## [Try it]
Copy every record exactly. Nothing may be skipped.

▼▼▼

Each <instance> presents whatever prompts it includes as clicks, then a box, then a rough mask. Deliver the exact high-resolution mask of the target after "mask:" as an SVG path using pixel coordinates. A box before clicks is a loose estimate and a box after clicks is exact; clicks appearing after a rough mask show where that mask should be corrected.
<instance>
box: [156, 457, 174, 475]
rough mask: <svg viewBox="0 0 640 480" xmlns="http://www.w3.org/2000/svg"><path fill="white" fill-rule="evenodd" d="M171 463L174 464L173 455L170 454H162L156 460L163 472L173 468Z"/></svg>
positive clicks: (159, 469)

▲▲▲

## [Task solution]
Each <instance> presents whatever prompts it includes as clicks, then a box, then a rough mask. Deliver the exact high-resolution mask of the target after "mask:" as an SVG path using pixel coordinates. A box before clicks is a loose estimate and a box after clicks is exact; clicks appearing after a rough mask show where that mask should be corrected.
<instance>
box: [156, 457, 174, 475]
rough mask: <svg viewBox="0 0 640 480" xmlns="http://www.w3.org/2000/svg"><path fill="white" fill-rule="evenodd" d="M171 463L174 464L173 455L170 454H162L156 460L163 472L173 468Z"/></svg>
positive clicks: (159, 469)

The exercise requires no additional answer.